• _REQUIREMENT_:
Find every line in the records below that holds the word "hung", and copy each one.

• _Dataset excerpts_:
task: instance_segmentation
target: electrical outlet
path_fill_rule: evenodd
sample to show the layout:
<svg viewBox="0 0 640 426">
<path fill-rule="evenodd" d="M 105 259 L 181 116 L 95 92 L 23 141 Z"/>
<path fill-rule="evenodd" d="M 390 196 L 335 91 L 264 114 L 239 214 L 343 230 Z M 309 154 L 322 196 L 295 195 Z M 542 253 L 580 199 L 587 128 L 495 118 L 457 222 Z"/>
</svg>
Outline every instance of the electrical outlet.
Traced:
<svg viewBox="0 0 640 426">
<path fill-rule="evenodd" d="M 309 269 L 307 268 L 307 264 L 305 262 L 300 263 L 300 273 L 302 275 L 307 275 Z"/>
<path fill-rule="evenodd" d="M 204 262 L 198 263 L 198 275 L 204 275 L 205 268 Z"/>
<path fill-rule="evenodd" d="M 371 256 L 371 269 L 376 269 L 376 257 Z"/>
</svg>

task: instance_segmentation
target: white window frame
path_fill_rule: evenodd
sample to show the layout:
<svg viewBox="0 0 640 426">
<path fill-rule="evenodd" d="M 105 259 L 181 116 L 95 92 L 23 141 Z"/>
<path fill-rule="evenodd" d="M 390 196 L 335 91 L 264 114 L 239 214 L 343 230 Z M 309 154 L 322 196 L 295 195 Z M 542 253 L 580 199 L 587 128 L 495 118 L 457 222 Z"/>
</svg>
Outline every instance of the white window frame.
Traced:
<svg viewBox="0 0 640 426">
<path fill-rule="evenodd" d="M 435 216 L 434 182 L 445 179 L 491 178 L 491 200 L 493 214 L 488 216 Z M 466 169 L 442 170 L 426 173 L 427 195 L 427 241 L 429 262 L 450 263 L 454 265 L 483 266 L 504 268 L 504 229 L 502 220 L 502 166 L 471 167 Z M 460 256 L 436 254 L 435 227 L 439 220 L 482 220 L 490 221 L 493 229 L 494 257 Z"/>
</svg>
---
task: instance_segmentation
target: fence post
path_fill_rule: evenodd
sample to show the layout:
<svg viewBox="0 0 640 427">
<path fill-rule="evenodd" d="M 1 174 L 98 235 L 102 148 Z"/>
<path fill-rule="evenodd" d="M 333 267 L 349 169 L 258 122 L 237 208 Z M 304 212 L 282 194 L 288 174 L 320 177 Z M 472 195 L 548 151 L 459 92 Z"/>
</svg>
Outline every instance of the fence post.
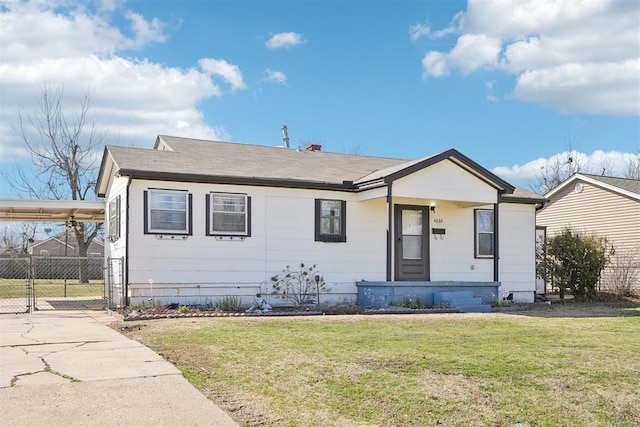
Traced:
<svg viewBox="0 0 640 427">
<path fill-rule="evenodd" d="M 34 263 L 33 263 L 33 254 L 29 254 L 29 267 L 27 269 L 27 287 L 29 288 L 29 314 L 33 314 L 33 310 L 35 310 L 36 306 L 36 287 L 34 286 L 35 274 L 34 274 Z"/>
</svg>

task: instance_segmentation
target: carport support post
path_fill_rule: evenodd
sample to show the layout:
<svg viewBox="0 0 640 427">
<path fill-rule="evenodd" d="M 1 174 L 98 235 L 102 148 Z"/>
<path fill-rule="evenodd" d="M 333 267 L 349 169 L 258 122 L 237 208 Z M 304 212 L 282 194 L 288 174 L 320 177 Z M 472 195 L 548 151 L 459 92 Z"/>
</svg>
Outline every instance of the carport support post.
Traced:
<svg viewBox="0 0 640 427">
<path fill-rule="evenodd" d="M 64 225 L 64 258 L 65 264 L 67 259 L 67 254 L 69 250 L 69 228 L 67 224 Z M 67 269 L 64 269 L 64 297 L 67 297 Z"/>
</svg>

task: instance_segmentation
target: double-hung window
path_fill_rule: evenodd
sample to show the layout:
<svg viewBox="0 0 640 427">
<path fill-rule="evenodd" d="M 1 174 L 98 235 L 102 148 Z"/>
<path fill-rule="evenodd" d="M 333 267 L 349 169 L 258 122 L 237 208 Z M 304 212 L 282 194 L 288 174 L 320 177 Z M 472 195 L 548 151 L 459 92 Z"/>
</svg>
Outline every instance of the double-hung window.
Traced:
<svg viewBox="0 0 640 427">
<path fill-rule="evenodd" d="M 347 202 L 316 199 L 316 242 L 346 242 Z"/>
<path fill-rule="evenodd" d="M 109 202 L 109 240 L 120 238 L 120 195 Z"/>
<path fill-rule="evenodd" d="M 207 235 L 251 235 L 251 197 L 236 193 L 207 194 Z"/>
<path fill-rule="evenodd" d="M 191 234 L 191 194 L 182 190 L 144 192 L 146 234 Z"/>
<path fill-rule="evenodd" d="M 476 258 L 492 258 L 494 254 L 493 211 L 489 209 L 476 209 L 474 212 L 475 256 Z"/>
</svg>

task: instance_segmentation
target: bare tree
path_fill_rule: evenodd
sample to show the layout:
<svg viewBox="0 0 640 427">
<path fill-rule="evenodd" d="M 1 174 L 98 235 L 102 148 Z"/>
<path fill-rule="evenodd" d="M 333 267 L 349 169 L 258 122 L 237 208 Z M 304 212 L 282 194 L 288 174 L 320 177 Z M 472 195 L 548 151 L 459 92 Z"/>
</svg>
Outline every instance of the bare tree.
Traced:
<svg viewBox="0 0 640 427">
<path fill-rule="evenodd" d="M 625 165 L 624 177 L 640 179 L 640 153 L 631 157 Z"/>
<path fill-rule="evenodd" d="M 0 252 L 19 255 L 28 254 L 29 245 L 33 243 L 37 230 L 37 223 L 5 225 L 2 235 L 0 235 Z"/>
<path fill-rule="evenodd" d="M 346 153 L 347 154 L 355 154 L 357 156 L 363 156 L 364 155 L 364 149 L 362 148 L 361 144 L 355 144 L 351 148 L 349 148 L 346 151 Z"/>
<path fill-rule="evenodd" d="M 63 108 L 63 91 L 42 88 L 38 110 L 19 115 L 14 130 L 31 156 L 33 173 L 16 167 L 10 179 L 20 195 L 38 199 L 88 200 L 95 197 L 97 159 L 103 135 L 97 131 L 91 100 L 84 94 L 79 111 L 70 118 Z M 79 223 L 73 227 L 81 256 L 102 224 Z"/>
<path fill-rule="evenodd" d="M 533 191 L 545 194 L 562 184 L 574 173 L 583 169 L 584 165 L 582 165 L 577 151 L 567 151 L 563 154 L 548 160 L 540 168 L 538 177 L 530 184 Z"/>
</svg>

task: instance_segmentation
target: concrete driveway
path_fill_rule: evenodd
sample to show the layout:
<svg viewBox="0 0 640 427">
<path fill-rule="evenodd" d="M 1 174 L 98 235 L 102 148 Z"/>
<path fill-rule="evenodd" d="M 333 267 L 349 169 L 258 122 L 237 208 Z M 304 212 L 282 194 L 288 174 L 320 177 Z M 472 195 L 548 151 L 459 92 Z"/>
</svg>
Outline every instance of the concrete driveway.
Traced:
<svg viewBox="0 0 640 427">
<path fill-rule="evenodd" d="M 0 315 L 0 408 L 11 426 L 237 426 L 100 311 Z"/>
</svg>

• _RESULT FOR THIS EXERCISE_:
target: double-hung window
Outline every instance of the double-hung window.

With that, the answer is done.